**To be done**
(A) Write out the part of the F1 strategy post that begins at the words "From Newsgroup: rec.autos.sport.f1" and stops after "work that way.".
(B) Answer these questions from the F1 strategy post:
(i) Which driver's plan could McLaren not see before making their choice behind the safety car?
(ii) Which driver was the only other car not to pit at the first opportunity?
(iii) How much longer than normal was that driver's stop, and why?

From Newsgroup: rec.autos.sport.f1
On 2025-12-02 10:43, Martin Harran wrote:
On Mon, 1 Dec 2025 19:18:33 -0800, Alan <nuh-uh@nope.com> wrote:
[...]
If McLaren hadn't screwed up on strategy...
I struggle to understand how they did that. If you're in the lead and
your main threat does something different, surely the reaction should
be to cover it.
But it doesn't work that way.
Because they were in the lead, McLaren had to make their choice about
what to do behind the safety care BEFORE they could see what Verstappen
was going to do.
And because everyone else behind Verstappen then pitted, he got to keep
really good track position.
If the McLarens had then pitted on the subsequent lap, they would have
come out somewhere around 5 seconds ahead of where the only other car
not to pit at the first opportunity did.
That would be Ocon, whose stop was 5 seconds longer than normal for a
penalty.
Even accounting for that difference, pitting on the second lap behind
the safety would have put both McLarens pretty close to dead last
(except for Ocon of course).

**Recorded data**
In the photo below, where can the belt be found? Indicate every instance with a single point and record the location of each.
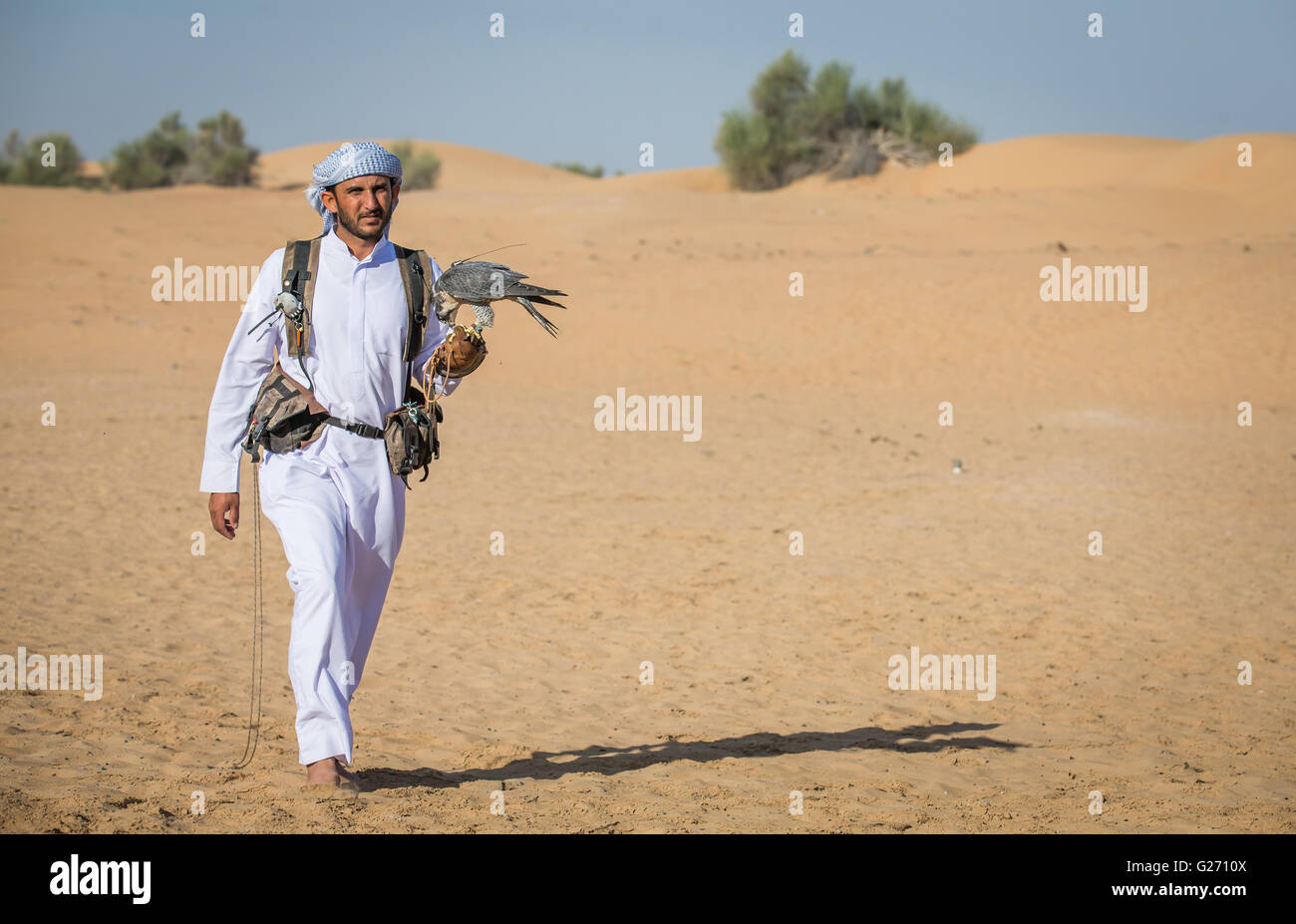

**Results of the exercise**
(A)
From Newsgroup: rec.autos.sport.f1
On 2025-12-02 10:43, Martin Harran wrote:
On Mon, 1 Dec 2025 19:18:33 -0800, Alan <nuh-uh@nope.com> wrote:
[...]
If McLaren hadn't screwed up on strategy...
I struggle to understand how they did that. If you're in the lead and
your main threat does something different, surely the reaction should
be to cover it.
But it doesn't work that way.

(B)
(i) Verstappen
(ii) Ocon
(iii) 5 seconds longer, for a penalty